**Quoted passage**
— START —
BEFORE: HONORABLE BONNIE BRIGANCE LEADBETTER, President Judge, HONORABLE BERNARD L. McGINLEY, Judge, HONORABLE JAMES R. KELLEY, Senior Judge.

OPINION

JUDGE McGINLEY

Orange Stones and Firetree, Ltd. (Orange Stones) appeal from the order of the Berks County Court of Common Pleas (trial court) entered on October 7, 2008, which granted the request of the City of Reading (City) for a continuance of the hearing on its motion for a preliminary injunction.

On August 8, 2008, Orange Stones purchased a building located at 1711 Hampden Blvd. Soon thereafter, it began to move its equipment into the building and conduct business operations.

City's Enforcement Notice

On August 15, 2008, the City's Building/Fire Code Board (Board) issued an Enforcement Notice/Cease of Operation Order because Orange Stones' activities were in violation of various Sections of the City's Zoning Ordinance and the International Building Code*fn1 pertaining to changes in use or conditions of the building. According to the notice, Orange Stones was required to obtain a "zoning permit" and a new "certificate of occupancy" due to the change in ownership of the property. The Notice informed Orange Stones that it had 10 days to appeal the order.

Orange Stones' Appeal to the ZHB

On August 18, 2008, Orange Stones appealed the ruling of the Board and alleged "the property has a certificate of occupancy, and there has been no change in the occupancy classification of the building. Therefore a new certificate of occupancy is not required." Reproduced Record (R.R.) at 22. The appeal was apparently stayed and is currently pending before the ZHB. R.R. at 43.
— END —
**Directive 1**
According to the court opinion, on what date did Orange Stones buy the building at 1711 Hampden Blvd.?

**Dataset records**
— START —
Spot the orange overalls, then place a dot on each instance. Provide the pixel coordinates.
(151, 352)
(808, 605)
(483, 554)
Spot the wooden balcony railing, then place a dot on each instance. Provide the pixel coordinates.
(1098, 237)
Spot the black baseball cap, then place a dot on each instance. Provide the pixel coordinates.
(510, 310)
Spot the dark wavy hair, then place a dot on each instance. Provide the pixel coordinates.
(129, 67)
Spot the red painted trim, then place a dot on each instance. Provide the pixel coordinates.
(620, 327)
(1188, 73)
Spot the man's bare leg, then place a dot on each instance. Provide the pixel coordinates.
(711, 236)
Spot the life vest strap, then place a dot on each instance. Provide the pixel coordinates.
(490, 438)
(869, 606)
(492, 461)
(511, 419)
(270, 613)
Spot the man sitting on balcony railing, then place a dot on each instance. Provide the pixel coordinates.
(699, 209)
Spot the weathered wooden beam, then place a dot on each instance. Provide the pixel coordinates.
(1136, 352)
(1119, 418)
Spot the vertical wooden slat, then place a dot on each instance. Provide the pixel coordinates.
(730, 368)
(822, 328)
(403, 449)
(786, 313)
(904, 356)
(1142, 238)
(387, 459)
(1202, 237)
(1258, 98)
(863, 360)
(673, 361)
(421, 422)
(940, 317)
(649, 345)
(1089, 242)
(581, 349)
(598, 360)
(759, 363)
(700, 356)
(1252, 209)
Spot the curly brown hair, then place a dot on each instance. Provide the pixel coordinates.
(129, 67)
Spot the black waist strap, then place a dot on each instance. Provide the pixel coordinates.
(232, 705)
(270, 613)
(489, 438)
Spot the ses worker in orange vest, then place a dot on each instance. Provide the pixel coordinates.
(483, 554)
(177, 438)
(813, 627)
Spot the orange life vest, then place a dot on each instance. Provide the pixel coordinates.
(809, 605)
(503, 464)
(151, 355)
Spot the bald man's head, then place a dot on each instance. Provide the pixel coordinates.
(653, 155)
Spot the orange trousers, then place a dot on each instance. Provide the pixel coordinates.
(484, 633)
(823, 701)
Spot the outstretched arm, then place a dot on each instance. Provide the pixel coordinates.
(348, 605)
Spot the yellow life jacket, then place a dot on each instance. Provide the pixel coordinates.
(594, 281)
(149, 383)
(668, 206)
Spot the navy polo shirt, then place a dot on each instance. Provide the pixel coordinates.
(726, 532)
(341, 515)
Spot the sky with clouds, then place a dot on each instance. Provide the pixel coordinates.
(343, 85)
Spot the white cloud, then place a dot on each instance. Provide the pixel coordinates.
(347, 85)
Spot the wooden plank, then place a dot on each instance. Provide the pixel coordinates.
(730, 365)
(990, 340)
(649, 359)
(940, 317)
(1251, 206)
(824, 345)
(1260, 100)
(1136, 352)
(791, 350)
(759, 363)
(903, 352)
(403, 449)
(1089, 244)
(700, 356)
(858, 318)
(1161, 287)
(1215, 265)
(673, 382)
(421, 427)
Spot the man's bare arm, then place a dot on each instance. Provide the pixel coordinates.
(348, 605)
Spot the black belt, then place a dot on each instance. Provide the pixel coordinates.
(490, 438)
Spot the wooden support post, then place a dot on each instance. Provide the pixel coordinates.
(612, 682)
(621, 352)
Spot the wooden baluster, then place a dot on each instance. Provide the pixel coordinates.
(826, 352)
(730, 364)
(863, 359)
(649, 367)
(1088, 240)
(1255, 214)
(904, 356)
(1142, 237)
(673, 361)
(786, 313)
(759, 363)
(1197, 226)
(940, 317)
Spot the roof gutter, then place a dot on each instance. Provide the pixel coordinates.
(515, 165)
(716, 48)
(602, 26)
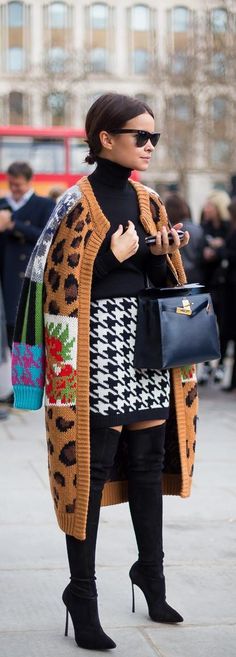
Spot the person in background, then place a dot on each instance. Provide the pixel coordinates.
(225, 257)
(215, 223)
(23, 215)
(179, 211)
(5, 361)
(56, 192)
— END —
**Directive 2**
Count the lines of the listing that contain the word "strap", and reply with only that number.

**Task response 1**
August 8, 2008

**Task response 2**
2